> _Document extract_:
<<<<

News

June 21, 2020

Expansion for university places major step ahead – but watch out for the unintended consequences

The Innovative Research Universities (IRU) group has supported the Government’s plan to meet growing demand for university education through additional university places.

Responding to changes outlined by Minister for Education Dan Tehan at a Press Club speech on Friday (19 June 2020), the IRU said Australia needs its higher education system to be working to best effect over the coming years as we seek to emerge economically and socially strong from the COVID-19 pandemic.

The Government plan addresses some but not all the COVID-19 consequences.

The changes force universities to provide courses with less revenue per student than currently. Each university will have to look carefully at how it can continue such courses.

The big risk of these reforms is that the conflict between student incentives and university incentives could lead to a mismatch. The combined revenue from Government and student for some courses the Government wants to expand, such as engineering and maths, will fall. The revenue for others targeted for big increases in student charges will rise – making these more attractive to universities.

>>>>

> _Saved entries_:

<<<<

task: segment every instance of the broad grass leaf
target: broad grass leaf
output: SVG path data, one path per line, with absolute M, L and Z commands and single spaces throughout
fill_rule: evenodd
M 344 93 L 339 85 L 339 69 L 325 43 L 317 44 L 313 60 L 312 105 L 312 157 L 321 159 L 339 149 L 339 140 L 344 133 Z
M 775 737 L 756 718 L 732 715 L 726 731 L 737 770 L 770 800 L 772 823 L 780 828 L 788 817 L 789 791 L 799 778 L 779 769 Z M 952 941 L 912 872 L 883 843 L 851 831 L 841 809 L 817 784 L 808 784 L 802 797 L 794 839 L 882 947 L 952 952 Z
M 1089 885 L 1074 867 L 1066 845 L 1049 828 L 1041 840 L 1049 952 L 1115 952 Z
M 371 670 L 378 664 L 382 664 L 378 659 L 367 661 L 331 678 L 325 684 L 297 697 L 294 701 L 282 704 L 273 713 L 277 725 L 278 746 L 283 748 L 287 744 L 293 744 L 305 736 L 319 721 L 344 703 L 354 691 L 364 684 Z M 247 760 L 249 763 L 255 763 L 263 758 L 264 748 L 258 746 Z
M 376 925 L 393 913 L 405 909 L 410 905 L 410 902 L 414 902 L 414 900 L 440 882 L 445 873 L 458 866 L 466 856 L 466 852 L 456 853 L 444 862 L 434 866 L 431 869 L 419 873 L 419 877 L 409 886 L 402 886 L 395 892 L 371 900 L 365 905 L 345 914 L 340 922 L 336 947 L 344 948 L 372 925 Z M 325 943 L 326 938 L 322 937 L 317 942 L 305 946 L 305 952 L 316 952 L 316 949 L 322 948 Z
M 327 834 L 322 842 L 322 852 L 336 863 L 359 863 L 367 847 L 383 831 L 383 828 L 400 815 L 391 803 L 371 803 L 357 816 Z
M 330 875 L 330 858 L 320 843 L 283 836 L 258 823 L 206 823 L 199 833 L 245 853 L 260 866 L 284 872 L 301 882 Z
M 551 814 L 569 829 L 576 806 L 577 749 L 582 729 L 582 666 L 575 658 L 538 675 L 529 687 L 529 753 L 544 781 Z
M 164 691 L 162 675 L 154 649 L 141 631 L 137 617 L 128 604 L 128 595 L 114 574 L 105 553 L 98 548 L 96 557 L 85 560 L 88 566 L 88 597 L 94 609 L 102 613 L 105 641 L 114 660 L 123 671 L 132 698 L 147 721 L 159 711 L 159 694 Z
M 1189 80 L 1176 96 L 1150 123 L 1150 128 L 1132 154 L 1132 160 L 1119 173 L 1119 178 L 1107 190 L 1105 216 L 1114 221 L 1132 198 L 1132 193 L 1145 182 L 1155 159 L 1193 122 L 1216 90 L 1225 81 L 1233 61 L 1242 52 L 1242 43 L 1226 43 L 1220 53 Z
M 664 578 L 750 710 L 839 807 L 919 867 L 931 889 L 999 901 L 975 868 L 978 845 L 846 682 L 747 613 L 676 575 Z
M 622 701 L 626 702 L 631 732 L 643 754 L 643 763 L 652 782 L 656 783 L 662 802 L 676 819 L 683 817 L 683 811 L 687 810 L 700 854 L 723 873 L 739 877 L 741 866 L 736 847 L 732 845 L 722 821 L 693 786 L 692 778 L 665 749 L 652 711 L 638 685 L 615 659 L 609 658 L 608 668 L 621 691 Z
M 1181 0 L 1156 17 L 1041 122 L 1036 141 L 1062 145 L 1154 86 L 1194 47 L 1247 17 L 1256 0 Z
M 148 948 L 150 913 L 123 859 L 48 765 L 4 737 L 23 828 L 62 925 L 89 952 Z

>>>>
<<<<

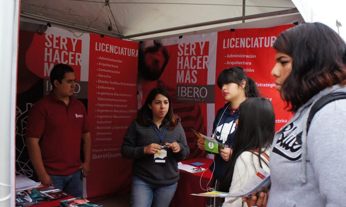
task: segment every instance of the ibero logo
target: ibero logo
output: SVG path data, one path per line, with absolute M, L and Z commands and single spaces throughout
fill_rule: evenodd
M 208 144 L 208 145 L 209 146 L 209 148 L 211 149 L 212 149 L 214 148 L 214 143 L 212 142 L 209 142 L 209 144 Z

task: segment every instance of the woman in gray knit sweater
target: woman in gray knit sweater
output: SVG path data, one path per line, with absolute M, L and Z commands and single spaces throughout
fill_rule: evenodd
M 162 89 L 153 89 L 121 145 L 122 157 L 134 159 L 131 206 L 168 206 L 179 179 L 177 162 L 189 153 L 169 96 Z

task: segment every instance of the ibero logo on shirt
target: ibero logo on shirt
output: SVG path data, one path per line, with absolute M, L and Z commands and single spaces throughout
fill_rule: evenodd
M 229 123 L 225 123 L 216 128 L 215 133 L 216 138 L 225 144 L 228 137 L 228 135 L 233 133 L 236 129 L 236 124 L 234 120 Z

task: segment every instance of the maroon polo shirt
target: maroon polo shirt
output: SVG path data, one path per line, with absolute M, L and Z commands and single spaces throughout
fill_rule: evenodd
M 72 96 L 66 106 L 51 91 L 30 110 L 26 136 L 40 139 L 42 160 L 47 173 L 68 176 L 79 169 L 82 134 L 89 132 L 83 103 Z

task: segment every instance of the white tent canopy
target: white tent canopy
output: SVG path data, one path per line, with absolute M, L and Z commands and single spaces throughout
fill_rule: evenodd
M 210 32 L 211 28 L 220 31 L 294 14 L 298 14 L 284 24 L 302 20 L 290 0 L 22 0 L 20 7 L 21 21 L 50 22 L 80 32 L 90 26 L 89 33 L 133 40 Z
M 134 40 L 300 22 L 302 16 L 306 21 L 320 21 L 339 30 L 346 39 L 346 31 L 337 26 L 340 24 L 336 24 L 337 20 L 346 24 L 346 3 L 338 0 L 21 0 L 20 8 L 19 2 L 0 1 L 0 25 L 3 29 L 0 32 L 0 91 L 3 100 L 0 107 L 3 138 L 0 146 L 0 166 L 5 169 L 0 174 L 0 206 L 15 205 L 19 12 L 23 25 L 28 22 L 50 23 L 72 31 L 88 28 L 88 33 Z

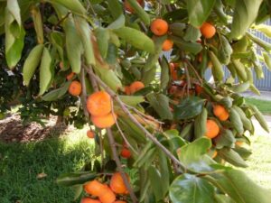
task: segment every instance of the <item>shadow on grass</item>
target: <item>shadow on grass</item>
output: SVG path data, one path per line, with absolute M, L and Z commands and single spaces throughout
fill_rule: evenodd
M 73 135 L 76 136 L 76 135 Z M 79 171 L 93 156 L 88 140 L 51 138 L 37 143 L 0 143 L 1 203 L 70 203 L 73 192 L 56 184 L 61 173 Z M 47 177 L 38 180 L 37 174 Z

>>>>

> _Exercise brief_:
Can you reproduce the full news item on expanding university places, word for word?

> _Finished task_:
News

June 21, 2020

Expansion for university places major step ahead – but watch out for the unintended consequences

The Innovative Research Universities (IRU) group has supported the Government’s plan to meet growing demand for university education through additional university places.

Responding to changes outlined by Minister for Education Dan Tehan at a Press Club speech on Friday (19 June 2020), the IRU said Australia needs its higher education system to be working to best effect over the coming years as we seek to emerge economically and socially strong from the COVID-19 pandemic.

The Government plan addresses some but not all the COVID-19 consequences.

The changes force universities to provide courses with less revenue per student than currently. Each university will have to look carefully at how it can continue such courses.

The big risk of these reforms is that the conflict between student incentives and university incentives could lead to a mismatch. The combined revenue from Government and student for some courses the Government wants to expand, such as engineering and maths, will fall. The revenue for others targeted for big increases in student charges will rise – making these more attractive to universities.